> _Set exercise_
Substitute "stony beach" for "rocky shore" in the material from the line containing "coastline in the photo above." through the end of the material. Write out only that stretch, with everything else left unchanged.

── Listed records

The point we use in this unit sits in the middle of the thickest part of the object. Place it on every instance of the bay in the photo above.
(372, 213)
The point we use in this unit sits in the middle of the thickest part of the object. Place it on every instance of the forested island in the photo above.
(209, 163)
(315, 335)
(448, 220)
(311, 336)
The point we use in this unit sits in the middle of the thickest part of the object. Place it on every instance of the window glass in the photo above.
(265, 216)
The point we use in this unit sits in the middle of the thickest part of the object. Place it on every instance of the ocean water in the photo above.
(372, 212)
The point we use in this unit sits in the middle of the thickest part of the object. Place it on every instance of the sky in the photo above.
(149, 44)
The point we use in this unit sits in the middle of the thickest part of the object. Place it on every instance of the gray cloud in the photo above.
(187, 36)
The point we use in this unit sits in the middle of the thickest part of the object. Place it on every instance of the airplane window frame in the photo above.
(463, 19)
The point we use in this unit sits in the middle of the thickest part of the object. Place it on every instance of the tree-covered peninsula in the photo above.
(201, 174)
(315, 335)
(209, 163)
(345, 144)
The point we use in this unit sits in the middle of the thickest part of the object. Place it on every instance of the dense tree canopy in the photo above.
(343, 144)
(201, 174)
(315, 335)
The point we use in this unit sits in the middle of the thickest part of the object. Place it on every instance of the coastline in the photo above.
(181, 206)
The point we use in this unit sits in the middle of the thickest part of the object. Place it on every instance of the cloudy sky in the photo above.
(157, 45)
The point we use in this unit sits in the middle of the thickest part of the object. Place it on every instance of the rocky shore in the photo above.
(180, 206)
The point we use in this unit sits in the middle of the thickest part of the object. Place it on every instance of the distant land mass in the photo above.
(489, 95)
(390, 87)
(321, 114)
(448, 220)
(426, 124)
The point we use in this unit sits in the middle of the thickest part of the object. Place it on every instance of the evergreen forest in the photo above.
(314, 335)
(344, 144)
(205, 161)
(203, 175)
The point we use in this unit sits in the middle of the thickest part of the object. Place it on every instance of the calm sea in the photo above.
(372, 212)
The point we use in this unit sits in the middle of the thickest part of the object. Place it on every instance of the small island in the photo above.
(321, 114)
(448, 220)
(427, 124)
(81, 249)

────

> _Answer to this problem_
The point we use in this unit sits in the middle of the thickest part of the object. Place it on every instance of the coastline in the photo above.
(181, 206)
The point we use in this unit sits in the middle of the thickest part of the object. Place it on every instance of the cloudy sky in the photo above.
(157, 45)
The point we use in this unit sits in the middle of the thickest part of the object. Place it on every instance of the stony beach in the photo above.
(180, 206)
The point we use in this unit sits in the middle of the thickest part of the object. Place it on every instance of the distant land mass in the photo above.
(489, 95)
(390, 87)
(321, 114)
(448, 220)
(426, 124)
The point we use in this unit sits in the middle of the thickest part of the object. Place it on every instance of the evergreen forest in the photo above.
(314, 335)
(344, 144)
(205, 161)
(203, 175)
The point we use in this unit sits in the middle of the thickest part of the object. Place it on every instance of the calm sea in the photo above.
(372, 212)
The point we use in this unit sits in the middle of the thickest part of the object. Place it on every instance of the small island in the photo above.
(321, 114)
(448, 220)
(427, 124)
(81, 249)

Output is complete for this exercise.